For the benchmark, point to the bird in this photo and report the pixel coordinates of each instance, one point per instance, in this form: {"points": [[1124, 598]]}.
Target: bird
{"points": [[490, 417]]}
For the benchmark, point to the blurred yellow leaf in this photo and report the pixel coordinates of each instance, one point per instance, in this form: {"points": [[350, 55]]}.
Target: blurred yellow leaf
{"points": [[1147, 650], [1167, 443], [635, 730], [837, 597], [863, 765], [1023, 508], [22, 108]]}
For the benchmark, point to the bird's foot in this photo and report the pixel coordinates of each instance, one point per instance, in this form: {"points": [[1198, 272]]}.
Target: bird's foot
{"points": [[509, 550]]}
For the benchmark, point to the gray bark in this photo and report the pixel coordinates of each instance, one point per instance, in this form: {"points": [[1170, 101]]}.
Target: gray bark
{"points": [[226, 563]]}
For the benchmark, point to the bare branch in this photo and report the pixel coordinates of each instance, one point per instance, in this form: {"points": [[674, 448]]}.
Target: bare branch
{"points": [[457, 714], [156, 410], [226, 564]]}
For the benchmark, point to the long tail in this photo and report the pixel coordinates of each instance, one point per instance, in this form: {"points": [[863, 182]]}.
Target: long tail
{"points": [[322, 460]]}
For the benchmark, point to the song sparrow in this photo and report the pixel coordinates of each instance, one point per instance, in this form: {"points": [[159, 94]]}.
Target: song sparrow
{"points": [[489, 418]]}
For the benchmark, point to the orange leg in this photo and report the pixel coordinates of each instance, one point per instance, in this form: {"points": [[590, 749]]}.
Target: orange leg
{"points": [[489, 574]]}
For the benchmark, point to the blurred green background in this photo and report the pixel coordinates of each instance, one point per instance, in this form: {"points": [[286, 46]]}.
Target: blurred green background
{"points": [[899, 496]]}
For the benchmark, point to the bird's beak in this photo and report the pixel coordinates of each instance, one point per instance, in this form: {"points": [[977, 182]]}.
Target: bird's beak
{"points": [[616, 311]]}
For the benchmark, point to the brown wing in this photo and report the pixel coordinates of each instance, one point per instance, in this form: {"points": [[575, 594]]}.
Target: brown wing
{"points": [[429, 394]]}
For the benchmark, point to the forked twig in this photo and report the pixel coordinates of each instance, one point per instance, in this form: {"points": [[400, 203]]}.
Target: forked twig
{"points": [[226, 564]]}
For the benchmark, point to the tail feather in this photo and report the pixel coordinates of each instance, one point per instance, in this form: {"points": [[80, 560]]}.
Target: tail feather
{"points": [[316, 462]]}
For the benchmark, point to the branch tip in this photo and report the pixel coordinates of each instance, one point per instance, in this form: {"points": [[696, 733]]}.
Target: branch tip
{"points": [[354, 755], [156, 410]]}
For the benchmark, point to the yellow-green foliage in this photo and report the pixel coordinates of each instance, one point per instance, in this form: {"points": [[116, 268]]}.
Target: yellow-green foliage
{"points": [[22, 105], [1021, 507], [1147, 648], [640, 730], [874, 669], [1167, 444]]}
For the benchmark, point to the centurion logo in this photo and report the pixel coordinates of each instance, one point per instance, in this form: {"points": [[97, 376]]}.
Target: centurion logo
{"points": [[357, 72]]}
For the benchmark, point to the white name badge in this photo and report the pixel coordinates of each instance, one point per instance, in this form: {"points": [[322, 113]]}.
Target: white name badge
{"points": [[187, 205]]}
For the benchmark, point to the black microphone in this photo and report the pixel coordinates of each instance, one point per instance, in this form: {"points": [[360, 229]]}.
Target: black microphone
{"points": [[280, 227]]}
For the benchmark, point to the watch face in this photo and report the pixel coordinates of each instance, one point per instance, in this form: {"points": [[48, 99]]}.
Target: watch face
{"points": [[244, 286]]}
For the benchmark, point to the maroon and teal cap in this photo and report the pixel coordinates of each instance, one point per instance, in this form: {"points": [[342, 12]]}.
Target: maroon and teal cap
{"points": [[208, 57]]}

▶ [Problem description]:
Replace "pixel coordinates" with "image coordinates" everywhere it occurs in the data above, and write out all the lines again with nothing else changed.

▶ [Exercise answer]:
For the benchmark, point to the bird in this photo and report the image coordinates of each instance, one point per instance, in this form: {"points": [[1124, 598]]}.
Target: bird
{"points": [[490, 417]]}
For the benchmark, point to the blurred yellow leaf in this photo and report the image coordinates of each instance, one point per instance, in this form: {"points": [[350, 55]]}.
Target: blurred yellow leaf
{"points": [[1147, 650], [1167, 443], [635, 730], [837, 597], [863, 765], [1023, 508], [22, 108]]}
For the benchmark, point to the bird's foot in this photo and report the image coordinates of each instance, one point per instance, in this form: {"points": [[1198, 272]]}.
Target: bird's foot
{"points": [[509, 550]]}
For the benchmark, point to the gray bark in this photo and report the image coordinates of each instance, one point per instance, in this form: {"points": [[1170, 101]]}.
Target: gray bark
{"points": [[226, 563]]}
For the benchmark, point to the bare branch in this photo and report the image coordinates of each instance, one point per instance, in this form: {"points": [[674, 448]]}.
Target: bare branch
{"points": [[457, 714], [156, 410], [226, 564]]}
For the benchmark, point to the long tail in this photo and report the image coordinates of each instance, one point per instance, in this form: {"points": [[863, 182]]}.
Target: long tail
{"points": [[322, 460]]}
For the benchmark, point to the song sparrow in this photo and report the image coordinates of each instance, one point per instance, in this form: {"points": [[159, 94]]}.
Target: song sparrow
{"points": [[489, 418]]}
For the benchmark, point to the orange leg in this photo and report the image coordinates of each instance, one point per instance, in this form: {"points": [[590, 749]]}.
Target: orange leg
{"points": [[489, 574]]}
For the benchmark, point to the blurred green background in this photo and report the image coordinates of each instance, one point per instance, in this form: {"points": [[286, 46]]}.
Target: blurred green background
{"points": [[899, 496]]}
For the benchmark, point to the bird's beak in this photo and report the image coordinates of each instance, one point per instance, in this form: {"points": [[977, 182]]}.
Target: bird's beak
{"points": [[616, 311]]}
For the benchmark, point to the brown wing in this photo and report the image coordinates of each instance, one point per instance, in this form: {"points": [[575, 594]]}.
Target: brown wing
{"points": [[429, 394]]}
For the benchmark, point to the forked twig in this photo and report the image coordinates of each instance, one point per instance, in this form: {"points": [[400, 203]]}.
Target: forked twig
{"points": [[226, 564]]}
For the benchmark, point to the tail feather in this photo and report the image coordinates of each instance, one point per instance, in this form: {"points": [[80, 560]]}.
Target: tail feather
{"points": [[316, 462]]}
For the benchmark, point to the branch tip in this photo and report the image coordinates of each instance, one point per instance, in this form: {"points": [[696, 733]]}.
Target: branch tip
{"points": [[354, 755], [156, 410]]}
For the benchmark, point to the yellow-green foliage in this photo and report the image coordinates of each instance, one point per instance, in this form: {"points": [[116, 268]]}.
Target: yellow-green foliage
{"points": [[22, 105], [1021, 507], [1147, 648], [640, 730], [874, 669], [1167, 444]]}
For the benchmark, point to the centurion logo in this photo and report the image coordinates of each instance, one point per instance, in this form: {"points": [[97, 376]]}.
Target: centurion logo
{"points": [[357, 72]]}
For the benchmark, point to the white name badge in this photo and report the image coordinates of each instance, one point per instance, in this form: {"points": [[322, 113]]}.
Target: white name badge
{"points": [[187, 205]]}
For the benchmark, point to the black microphone in this photo and report the image coordinates of each instance, one point per instance, in this form: {"points": [[360, 229]]}.
Target: black microphone
{"points": [[280, 227]]}
For the benchmark, point to the watch face in this photo and report the image coordinates of each instance, one point per instance, in this form: {"points": [[48, 99]]}.
Target: watch face
{"points": [[244, 286]]}
For the benchmark, point to the maroon and teal cap in this photo and report the image coordinates of each instance, one point per instance, in this form: {"points": [[342, 12]]}.
Target: maroon and teal cap
{"points": [[208, 57]]}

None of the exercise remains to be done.